[PROVIDED RECORDS]
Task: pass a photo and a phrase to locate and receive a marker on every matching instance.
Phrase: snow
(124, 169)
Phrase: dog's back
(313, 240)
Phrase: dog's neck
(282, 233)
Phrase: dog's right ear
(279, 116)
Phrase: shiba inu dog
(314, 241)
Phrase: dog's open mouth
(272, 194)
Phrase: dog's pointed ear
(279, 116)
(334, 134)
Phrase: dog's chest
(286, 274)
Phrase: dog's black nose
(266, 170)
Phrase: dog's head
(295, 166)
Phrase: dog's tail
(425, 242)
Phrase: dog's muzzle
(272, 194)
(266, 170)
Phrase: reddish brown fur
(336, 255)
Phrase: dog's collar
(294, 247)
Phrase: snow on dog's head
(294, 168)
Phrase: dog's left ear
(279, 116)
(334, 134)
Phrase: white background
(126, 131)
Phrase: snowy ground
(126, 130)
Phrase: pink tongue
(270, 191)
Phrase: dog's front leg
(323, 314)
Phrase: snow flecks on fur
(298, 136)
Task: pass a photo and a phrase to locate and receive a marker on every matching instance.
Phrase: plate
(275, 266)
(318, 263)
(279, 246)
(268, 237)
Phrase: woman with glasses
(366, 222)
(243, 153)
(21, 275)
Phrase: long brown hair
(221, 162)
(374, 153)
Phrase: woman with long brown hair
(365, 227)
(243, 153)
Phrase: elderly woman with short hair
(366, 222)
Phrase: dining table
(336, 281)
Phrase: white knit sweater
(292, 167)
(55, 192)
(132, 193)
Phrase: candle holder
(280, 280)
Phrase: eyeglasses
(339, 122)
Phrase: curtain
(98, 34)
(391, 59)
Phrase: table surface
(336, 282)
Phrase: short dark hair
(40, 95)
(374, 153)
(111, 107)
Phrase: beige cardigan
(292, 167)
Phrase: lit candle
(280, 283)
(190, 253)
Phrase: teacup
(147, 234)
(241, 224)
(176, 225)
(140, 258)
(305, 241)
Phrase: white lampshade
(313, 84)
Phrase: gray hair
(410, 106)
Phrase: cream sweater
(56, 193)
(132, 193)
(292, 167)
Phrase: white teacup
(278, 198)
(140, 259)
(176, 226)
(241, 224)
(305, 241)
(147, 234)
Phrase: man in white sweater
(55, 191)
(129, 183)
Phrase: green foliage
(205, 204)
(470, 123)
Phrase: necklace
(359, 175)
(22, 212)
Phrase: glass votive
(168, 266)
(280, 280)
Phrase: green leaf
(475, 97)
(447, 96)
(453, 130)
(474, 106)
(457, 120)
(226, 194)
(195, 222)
[/PROVIDED RECORDS]
Return every record in full, word for word.

FINISHED TASK ->
Task: pass a photo and a phrase to locate and receive a marker on every matching instance.
Phrase: snow
(124, 169)
Phrase: dog's back
(313, 240)
Phrase: dog's neck
(282, 233)
Phrase: dog's right ear
(279, 116)
Phrase: shiba inu dog
(314, 241)
Phrase: dog's open mouth
(272, 194)
Phrase: dog's pointed ear
(279, 116)
(334, 134)
Phrase: dog's chest
(286, 274)
Phrase: dog's black nose
(266, 170)
Phrase: dog's head
(295, 166)
Phrase: dog's tail
(425, 242)
Phrase: dog's muzzle
(272, 194)
(266, 170)
Phrase: reddish brown fur
(336, 255)
Phrase: dog's collar
(294, 247)
Phrase: snow on dog's head
(294, 168)
Phrase: dog's left ear
(279, 116)
(334, 134)
Phrase: white background
(126, 131)
Phrase: snowy ground
(126, 130)
Phrase: pink tongue
(270, 191)
Phrase: dog's front leg
(323, 314)
Phrase: snow flecks on fur
(298, 136)
Task: pass a photo and a phrase to locate and receive a marker on every matching instance.
Phrase: plate
(275, 266)
(318, 263)
(279, 246)
(268, 237)
Phrase: woman with glasses
(366, 222)
(243, 153)
(21, 275)
Phrase: long brown hair
(221, 162)
(374, 153)
Phrase: woman with long brown hair
(365, 227)
(243, 153)
Phrase: elderly woman with short hair
(366, 222)
Phrase: dining table
(336, 281)
Phrase: white knit sweater
(292, 167)
(55, 192)
(132, 193)
Phrase: candle holder
(280, 280)
Phrase: eyeglasses
(339, 122)
Phrase: curtain
(98, 34)
(391, 59)
Phrase: table surface
(336, 282)
Phrase: short dark hair
(40, 95)
(374, 153)
(111, 107)
Phrase: beige cardigan
(292, 167)
Phrase: lit candle
(280, 283)
(190, 253)
Phrase: teacup
(147, 234)
(241, 224)
(176, 225)
(140, 258)
(305, 241)
Phrase: white lampshade
(313, 84)
Phrase: gray hair
(410, 106)
Phrase: cream sweater
(56, 193)
(132, 193)
(292, 167)
Phrase: white teacup
(278, 198)
(140, 259)
(176, 226)
(241, 224)
(305, 241)
(147, 234)
Phrase: man in white sweater
(55, 191)
(129, 183)
Phrase: green foliage
(205, 204)
(470, 123)
Phrase: necklace
(359, 175)
(22, 212)
Phrase: glass votive
(168, 266)
(280, 280)
Phrase: green leaf
(475, 97)
(447, 96)
(453, 130)
(474, 106)
(457, 120)
(226, 194)
(195, 222)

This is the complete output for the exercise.